## [PROVIDED TEXT]
•••••

Louise Nealon was 18 when she dreamed a dream that belonged to someone else. “The dream wasn’t very vivid. It was just an overall feeling of being disembodied. What I remember much more than the dream is the feeling of disappearing completely from myself.”
This may sound like an experience of mental breakdown, and Nealon, now 30, did indeed suffer from anxiety and depression as a student. But she deliberately returned to the surreal experience of dreaming someone else’s dream as the inspiration of her first novel, Snowflake.
She says now that sharing her dream world with others by writing has helped her back to good mental health. As a writer she can be “authentically” herself.
Her decision has been validated by the recognition that Snowflake has received since it was published this year, and which culminated this week in her winning the Sunday Independent Newcomer of the Year in the An Post Irish Book Awards.

•••••

## [SUPPLIED INFORMATION]

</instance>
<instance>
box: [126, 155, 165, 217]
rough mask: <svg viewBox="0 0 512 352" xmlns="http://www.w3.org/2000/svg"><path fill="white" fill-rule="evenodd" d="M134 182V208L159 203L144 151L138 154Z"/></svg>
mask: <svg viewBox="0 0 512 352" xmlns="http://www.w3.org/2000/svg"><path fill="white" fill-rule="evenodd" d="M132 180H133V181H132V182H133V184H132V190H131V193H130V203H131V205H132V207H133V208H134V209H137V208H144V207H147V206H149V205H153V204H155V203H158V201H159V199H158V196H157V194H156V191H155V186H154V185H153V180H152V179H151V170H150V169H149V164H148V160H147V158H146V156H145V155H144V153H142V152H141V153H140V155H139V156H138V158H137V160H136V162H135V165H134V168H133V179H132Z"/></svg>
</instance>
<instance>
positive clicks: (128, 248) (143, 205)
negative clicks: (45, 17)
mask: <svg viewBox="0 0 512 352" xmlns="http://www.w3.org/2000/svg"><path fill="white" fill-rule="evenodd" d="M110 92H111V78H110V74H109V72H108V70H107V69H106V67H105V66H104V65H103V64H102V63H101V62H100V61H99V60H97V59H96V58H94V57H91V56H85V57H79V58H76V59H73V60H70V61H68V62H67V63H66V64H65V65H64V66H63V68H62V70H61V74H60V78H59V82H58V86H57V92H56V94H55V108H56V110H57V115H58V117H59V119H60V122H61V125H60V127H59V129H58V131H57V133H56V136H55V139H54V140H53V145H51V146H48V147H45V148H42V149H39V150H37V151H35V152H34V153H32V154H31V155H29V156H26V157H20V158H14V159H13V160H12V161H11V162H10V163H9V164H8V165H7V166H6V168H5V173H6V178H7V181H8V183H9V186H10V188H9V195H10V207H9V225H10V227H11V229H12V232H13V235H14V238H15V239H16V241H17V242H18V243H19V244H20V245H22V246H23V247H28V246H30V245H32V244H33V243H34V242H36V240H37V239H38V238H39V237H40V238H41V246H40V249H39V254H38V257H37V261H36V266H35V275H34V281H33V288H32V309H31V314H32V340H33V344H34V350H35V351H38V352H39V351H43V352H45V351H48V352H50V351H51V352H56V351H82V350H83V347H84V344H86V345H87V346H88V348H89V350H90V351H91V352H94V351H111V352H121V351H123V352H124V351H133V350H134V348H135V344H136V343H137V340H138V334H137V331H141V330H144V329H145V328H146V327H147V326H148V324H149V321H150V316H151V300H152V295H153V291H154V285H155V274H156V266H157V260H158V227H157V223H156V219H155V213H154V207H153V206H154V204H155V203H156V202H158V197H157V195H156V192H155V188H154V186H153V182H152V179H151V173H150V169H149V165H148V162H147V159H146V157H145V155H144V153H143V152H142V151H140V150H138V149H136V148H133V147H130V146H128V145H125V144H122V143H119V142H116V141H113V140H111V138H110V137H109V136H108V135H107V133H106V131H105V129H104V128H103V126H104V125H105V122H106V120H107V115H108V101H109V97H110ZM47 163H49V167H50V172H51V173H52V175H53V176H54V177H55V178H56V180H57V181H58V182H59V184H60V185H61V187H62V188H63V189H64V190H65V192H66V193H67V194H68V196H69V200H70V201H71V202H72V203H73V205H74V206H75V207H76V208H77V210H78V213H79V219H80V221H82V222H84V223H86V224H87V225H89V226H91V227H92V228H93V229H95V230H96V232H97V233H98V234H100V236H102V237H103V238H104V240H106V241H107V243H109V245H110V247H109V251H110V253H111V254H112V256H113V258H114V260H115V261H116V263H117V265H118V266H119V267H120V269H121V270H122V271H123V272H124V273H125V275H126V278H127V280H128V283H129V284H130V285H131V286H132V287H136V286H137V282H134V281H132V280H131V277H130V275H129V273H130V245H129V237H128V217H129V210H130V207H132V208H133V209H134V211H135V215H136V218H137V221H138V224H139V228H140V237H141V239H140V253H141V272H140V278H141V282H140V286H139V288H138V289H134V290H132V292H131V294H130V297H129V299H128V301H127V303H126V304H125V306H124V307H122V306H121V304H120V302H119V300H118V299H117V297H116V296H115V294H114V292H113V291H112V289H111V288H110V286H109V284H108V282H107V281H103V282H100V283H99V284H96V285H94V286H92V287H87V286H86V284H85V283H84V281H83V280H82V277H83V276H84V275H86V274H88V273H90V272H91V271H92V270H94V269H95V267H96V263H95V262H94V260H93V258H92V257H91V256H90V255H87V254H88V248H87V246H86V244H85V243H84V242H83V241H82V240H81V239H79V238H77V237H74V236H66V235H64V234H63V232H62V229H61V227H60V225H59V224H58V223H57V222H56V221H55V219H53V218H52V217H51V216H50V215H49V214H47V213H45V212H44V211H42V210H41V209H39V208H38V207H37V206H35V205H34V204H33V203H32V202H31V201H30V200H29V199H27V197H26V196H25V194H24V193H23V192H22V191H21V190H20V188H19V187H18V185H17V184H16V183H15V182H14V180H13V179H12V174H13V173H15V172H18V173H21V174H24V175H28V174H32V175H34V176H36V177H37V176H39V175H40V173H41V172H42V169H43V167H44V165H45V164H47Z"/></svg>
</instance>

•••••

## [INSTRUCTION A]
Using the article about Louise Nealon, decide whether each statement agrees with it, answering yes or no and quoting the words that settle it: (i) Nealon was 18 when she dreamed someone else's dream. (ii) Nealon describes the dream as very vivid. (iii) Snowflake is Nealon's second novel.
## [INSTRUCTION B]
Resume the article about Louise Nealon, carrying it on from its last sentence.

## [EXPECTED OUTPUT A]
(i) Yes: "Louise Nealon was 18 when she dreamed a dream that belonged to someone else."
(ii) No: "The dream wasn’t very vivid."
(iii) No: "her first novel, Snowflake"

## [EXPECTED OUTPUT B]
She says she’s “thrilled” even to have been on the shortlist with the five other books that were nominated, all of which she loves: Diving for Pearls by Jamie O’Connell, Dinner Party: A Tragedy by Sarah Gilmartin, Una Mannion’s A Crooked Tree, Fiona Scarlett’s Boys Don’t Cry and Eimear Ryan’s Holding Her Breath.
Eimear Ryan and Nealon are close friends. Both play camogie – Ryan is an inter-county camogie player for Tipperary, and Nealon played camogie for her native Cappagh, Co Kildare. Indeed, says Louise, Ryan gave her her first “paid gig” as a speaker at an event promoting women in sport.
She jokes that the votes of her camogie club helped win her the award but in fact the public vote is balanced by that of an “academy” of literary experts including writers, librarians and book sellers and Sunday Independent literary editor Madeleine Keane.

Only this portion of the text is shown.